_WHAT IS REQUIRED_. Up to and including the line that contains "160, row 399", reproduce every line exactly, beginning with the first line below.

_Excerpts from a dataset_.
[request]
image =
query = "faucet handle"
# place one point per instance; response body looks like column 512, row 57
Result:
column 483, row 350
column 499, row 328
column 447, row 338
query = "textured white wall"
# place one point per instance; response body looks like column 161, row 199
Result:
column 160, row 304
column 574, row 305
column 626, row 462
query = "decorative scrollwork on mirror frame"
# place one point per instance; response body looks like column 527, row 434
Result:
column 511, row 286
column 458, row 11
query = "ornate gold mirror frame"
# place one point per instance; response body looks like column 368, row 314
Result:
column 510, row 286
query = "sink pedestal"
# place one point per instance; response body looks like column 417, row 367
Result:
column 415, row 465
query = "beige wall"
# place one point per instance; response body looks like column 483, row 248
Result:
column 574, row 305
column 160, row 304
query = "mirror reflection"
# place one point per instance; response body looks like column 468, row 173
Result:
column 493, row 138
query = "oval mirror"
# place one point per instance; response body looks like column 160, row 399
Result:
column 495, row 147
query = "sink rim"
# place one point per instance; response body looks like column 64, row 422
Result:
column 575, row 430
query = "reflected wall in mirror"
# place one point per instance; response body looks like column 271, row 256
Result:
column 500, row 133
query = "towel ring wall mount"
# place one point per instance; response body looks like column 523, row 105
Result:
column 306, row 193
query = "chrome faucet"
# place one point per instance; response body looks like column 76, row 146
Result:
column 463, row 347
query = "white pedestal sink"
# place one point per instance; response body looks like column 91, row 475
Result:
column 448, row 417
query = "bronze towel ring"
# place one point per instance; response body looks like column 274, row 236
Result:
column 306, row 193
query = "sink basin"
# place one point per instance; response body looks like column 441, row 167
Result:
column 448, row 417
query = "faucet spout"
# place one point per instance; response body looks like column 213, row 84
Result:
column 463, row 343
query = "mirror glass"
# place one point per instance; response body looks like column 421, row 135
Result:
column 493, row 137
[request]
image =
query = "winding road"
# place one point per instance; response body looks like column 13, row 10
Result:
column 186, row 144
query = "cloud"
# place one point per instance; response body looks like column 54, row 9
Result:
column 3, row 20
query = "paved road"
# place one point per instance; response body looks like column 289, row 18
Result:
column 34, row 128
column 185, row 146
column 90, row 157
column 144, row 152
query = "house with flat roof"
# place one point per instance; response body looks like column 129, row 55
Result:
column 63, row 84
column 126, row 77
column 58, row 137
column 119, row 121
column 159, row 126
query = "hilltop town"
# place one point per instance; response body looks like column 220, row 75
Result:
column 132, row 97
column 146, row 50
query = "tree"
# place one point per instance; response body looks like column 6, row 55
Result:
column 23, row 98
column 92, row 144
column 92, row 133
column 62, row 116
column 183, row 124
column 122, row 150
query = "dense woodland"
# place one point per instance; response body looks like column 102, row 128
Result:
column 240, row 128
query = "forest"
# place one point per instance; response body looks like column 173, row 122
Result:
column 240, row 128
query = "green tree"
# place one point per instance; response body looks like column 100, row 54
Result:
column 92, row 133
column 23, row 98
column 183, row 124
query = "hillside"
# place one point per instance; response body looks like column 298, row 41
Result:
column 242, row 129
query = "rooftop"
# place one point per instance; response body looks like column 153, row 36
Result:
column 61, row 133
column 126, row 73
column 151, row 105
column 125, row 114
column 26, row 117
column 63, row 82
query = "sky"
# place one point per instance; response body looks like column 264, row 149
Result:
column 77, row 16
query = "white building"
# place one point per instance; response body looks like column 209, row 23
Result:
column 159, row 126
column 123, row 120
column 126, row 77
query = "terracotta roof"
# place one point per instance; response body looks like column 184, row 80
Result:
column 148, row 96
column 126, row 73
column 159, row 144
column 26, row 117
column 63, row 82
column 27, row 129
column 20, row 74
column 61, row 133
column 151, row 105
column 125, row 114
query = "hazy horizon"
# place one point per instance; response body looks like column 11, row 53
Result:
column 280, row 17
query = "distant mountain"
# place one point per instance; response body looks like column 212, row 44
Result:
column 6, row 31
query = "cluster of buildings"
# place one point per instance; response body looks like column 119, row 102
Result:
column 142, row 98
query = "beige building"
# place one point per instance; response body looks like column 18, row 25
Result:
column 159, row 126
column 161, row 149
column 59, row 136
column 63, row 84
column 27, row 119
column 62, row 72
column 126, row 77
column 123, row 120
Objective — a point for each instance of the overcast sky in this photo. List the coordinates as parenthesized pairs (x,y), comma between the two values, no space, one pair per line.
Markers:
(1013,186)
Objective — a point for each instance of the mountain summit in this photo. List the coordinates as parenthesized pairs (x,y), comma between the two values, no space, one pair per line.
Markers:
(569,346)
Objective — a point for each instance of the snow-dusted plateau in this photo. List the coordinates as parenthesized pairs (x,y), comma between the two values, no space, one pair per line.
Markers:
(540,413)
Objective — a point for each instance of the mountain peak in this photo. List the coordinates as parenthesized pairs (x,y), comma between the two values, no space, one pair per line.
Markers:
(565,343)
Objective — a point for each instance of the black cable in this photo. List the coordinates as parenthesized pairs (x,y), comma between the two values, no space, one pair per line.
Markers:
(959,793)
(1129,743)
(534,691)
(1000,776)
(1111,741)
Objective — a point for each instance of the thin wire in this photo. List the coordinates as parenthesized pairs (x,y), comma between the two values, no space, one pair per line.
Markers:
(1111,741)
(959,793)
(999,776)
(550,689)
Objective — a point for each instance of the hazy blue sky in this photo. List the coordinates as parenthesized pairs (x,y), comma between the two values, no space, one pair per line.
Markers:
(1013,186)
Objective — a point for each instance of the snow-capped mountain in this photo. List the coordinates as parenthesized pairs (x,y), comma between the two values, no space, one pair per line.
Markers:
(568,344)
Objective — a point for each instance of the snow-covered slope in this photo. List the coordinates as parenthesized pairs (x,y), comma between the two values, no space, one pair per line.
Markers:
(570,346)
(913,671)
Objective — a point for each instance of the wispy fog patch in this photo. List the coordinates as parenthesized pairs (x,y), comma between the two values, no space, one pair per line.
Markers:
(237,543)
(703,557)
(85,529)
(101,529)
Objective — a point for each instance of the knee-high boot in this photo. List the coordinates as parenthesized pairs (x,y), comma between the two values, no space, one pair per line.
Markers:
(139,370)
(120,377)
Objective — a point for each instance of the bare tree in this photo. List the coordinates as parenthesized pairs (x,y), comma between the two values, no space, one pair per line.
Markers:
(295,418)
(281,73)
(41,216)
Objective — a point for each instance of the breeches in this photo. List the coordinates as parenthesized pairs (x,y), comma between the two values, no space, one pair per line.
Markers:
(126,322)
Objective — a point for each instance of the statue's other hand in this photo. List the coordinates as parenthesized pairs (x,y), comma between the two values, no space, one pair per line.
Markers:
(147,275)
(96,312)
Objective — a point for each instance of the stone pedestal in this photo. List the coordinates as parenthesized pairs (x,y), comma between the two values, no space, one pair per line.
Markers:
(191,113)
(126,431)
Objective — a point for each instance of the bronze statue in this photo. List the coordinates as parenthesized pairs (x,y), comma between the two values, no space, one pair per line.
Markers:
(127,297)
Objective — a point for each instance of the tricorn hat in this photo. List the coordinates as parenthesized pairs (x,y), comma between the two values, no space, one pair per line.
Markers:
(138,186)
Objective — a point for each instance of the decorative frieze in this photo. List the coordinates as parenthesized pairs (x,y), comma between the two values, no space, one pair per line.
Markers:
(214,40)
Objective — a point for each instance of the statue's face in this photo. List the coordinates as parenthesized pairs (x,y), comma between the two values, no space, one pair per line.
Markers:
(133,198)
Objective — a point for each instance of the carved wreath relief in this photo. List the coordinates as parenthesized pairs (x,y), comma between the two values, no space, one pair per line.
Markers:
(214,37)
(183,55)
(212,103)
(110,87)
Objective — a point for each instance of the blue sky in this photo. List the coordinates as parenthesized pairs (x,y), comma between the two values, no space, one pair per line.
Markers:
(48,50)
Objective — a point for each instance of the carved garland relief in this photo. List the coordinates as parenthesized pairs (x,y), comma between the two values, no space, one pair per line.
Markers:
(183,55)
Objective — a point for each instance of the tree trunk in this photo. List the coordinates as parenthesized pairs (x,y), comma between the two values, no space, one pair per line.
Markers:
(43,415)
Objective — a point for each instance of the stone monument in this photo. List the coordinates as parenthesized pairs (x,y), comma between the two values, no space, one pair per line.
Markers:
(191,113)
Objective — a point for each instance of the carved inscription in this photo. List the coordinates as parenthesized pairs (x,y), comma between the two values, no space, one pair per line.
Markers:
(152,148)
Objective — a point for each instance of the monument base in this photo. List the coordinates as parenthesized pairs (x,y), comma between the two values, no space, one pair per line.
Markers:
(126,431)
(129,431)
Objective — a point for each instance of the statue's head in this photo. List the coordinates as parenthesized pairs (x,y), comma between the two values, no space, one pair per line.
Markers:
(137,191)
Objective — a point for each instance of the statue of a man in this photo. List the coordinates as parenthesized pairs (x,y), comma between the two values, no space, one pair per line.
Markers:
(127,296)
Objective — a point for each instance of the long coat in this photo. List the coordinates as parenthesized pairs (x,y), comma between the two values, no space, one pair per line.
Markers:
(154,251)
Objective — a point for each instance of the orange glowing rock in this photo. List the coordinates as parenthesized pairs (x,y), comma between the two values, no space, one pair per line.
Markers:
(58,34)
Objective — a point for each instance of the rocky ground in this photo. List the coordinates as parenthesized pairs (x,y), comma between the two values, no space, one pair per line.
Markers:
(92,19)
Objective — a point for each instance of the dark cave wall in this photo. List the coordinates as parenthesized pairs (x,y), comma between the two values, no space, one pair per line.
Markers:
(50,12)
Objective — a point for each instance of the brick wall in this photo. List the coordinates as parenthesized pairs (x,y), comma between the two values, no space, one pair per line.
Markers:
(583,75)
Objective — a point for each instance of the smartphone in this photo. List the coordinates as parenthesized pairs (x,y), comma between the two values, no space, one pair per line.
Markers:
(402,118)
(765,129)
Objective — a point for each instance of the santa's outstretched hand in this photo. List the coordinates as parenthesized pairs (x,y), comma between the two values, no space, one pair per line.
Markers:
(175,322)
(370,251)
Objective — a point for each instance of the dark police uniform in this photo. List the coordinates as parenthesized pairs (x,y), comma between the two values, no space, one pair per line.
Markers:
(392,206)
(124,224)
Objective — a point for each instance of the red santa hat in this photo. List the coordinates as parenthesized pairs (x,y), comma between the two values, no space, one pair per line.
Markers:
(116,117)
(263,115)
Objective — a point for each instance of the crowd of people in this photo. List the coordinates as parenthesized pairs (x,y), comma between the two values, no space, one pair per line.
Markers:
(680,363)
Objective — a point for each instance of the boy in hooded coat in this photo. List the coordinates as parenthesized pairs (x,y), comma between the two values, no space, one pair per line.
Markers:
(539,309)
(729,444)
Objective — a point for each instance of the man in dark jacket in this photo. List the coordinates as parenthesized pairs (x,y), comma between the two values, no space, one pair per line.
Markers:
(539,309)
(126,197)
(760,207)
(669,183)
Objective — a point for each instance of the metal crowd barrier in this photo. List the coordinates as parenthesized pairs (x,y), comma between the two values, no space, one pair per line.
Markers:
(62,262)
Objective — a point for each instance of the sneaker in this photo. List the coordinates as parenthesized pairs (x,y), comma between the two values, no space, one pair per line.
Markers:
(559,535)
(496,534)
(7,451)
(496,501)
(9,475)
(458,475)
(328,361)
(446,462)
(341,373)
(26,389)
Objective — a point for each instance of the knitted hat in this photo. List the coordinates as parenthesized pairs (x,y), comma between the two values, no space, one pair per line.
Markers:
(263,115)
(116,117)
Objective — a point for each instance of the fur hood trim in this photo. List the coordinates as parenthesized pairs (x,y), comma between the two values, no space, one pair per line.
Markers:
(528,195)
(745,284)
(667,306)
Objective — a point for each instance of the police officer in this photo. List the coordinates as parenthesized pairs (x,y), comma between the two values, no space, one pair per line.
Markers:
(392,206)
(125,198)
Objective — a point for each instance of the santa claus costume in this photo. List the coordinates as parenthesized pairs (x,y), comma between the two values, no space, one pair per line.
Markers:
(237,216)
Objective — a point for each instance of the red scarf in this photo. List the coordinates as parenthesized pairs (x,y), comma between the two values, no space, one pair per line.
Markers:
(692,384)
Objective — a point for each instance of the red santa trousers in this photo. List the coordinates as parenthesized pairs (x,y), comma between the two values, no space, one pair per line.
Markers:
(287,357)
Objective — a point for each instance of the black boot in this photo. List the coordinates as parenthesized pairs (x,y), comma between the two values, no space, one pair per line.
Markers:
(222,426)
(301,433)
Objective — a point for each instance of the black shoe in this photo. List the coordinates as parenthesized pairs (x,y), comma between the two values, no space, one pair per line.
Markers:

_RESULT OF THE TASK_.
[request]
image =
query = "faucet handle"
# place one point per instance; response body looks like column 512, row 57
Result:
column 483, row 350
column 499, row 328
column 447, row 338
query = "textured white wall"
# place one point per instance; response body looks like column 161, row 199
Result:
column 160, row 304
column 574, row 305
column 626, row 462
query = "decorative scrollwork on mirror frame"
# place one point per instance; response body looks like column 527, row 434
Result:
column 511, row 286
column 458, row 11
query = "ornate gold mirror frame"
# place one point per instance; response body looks like column 368, row 314
Result:
column 510, row 286
query = "sink pedestal"
# place one point per instance; response body looks like column 417, row 367
Result:
column 415, row 465
query = "beige wall"
# place one point per instance; response body looks like column 483, row 248
Result:
column 574, row 305
column 160, row 304
query = "mirror reflection"
# place one point per instance; response body looks like column 468, row 173
Result:
column 493, row 138
query = "oval mirror"
# place one point per instance; response body looks like column 160, row 399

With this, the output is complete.